::: Dataset records
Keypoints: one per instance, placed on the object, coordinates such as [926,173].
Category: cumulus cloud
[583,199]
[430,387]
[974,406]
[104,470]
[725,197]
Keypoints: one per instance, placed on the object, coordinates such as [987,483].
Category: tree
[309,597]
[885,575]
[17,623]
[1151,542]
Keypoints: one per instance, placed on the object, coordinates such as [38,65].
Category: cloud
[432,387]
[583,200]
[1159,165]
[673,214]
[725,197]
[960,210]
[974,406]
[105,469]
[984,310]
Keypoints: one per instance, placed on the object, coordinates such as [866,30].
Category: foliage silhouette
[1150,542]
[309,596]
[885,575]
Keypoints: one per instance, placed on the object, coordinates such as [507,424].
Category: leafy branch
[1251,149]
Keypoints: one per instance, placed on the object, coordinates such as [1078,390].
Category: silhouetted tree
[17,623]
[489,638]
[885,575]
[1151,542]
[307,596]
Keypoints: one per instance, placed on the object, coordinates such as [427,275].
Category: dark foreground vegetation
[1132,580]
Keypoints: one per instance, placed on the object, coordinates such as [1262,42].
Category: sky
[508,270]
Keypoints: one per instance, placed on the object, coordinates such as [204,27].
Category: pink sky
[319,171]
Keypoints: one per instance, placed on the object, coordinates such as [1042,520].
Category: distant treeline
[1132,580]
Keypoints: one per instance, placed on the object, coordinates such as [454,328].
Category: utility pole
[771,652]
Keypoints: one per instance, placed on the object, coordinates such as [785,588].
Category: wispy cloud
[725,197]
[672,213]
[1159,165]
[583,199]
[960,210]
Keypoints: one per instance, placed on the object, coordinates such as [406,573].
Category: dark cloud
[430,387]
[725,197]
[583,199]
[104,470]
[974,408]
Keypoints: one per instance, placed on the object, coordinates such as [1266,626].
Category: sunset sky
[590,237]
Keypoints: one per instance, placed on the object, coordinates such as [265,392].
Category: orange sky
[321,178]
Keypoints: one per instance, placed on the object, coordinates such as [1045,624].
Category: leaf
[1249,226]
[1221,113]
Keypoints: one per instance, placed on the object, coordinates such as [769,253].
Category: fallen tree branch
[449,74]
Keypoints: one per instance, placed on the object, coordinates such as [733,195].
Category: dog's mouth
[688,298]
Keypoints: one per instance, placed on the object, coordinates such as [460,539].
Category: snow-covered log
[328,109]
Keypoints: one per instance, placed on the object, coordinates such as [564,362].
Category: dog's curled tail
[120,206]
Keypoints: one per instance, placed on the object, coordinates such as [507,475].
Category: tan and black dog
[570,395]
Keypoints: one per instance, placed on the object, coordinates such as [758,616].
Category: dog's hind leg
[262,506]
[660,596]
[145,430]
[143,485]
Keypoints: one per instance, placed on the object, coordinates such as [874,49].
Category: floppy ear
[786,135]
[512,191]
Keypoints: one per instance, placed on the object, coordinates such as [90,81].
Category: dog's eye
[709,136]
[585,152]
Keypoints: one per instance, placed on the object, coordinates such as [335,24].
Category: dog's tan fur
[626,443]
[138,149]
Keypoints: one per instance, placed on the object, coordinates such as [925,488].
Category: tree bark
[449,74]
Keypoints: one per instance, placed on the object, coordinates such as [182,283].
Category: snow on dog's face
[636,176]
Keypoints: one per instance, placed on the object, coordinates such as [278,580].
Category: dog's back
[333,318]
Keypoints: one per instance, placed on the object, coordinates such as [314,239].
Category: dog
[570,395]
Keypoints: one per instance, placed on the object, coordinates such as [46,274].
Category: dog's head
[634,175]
::::::
▸ **About this exercise**
Having read the entries, repeat them all exactly.

▸ **Exercise solution**
Keypoints: one per instance, placed on the object, coordinates such as [926,173].
Category: cumulus cloud
[583,199]
[430,387]
[974,406]
[104,470]
[725,197]
Keypoints: one per instance, placed on the object, coordinates such as [987,483].
Category: tree
[309,597]
[885,575]
[17,623]
[1151,542]
Keypoints: one per instance, placed on the object, coordinates such as [38,65].
Category: cloud
[432,387]
[583,200]
[1159,165]
[673,214]
[725,197]
[960,210]
[974,406]
[105,469]
[984,310]
Keypoints: one per instance, placed on the object, coordinates such as [866,30].
Category: foliage silhouette
[1150,542]
[309,596]
[885,575]
Keypoints: one per instance, placed on the object, coordinates such as [507,424].
Category: leafy branch
[1251,149]
Keypoints: one per instance, placed on the object, coordinates such as [1078,390].
Category: silhouetted tree
[17,623]
[489,638]
[885,575]
[1151,542]
[307,596]
Keypoints: one per instance, placed on the object, coordinates such as [427,275].
Category: dark foreground vegetation
[1132,580]
Keypoints: one per instance, placed on the object, coordinates such as [1262,42].
Category: sky
[508,270]
Keypoints: one per instance, placed on the object, coordinates such as [204,27].
Category: pink sky
[319,171]
Keypoints: one per instance, placed on the object, coordinates such as [1042,520].
Category: distant treeline
[1132,580]
Keypoints: one per instance, placed on the object, coordinates such as [454,328].
Category: utility pole
[771,652]
Keypoints: one per instance, placed on the object, coordinates such as [785,588].
Category: wispy cloud
[725,197]
[672,213]
[1159,165]
[583,199]
[960,210]
Keypoints: one per instance, placed on the object, coordinates such as [406,573].
Category: dark cloud
[430,387]
[725,197]
[583,199]
[104,470]
[974,408]
Keypoints: one per instance, placed on the object, coordinates such as [1266,626].
Category: sunset sky
[590,237]
Keypoints: one per instance, placed on the object, coordinates such as [265,392].
Category: orange sky
[321,178]
Keypoints: one per instance, placed on the object, coordinates such as [1045,624].
Category: leaf
[1249,226]
[1221,113]
Keypoints: one per instance, placed on the object, coordinates such as [769,253].
Category: fallen tree branch
[449,74]
Keypoints: one per instance, placed on the object, coordinates such as [733,195].
Category: dog's mouth
[688,298]
Keypoints: one per instance, placed on the object, coordinates such as [460,539].
Category: snow-covered log
[328,109]
Keypoints: one per instance, placed on the object, coordinates such as [564,362].
Category: dog's curled tail
[120,206]
Keypoints: one per instance, placed on the object, coordinates such as [507,475].
Category: tan and black dog
[570,395]
Keypoints: one per instance, placed on the object, coordinates such as [758,616].
Category: dog's hind leg
[262,506]
[660,596]
[145,430]
[143,485]
Keypoints: one per instance, placed on the object, coordinates such as [874,49].
Category: floppy ear
[786,135]
[512,191]
Keypoints: one per instance, placed on the object, coordinates such as [90,81].
Category: dog's eye
[709,136]
[585,152]
Keypoints: one per instance, placed on the object, coordinates such as [335,24].
Category: dog's tan fur
[626,443]
[138,149]
Keypoints: one per instance, placed on the object, coordinates such as [925,488].
Category: tree bark
[449,74]
Keypoints: one per instance, placed on the object, coordinates such as [182,283].
Category: snow on dog's face
[636,176]
Keypoints: one per instance, placed on the object, coordinates such as [278,580].
Category: dog's back
[333,318]
Keypoints: one per instance, placed on the object, coordinates such as [314,239].
Category: dog
[570,395]
Keypoints: one per instance, placed on the object, coordinates such as [46,274].
Category: dog's head
[634,175]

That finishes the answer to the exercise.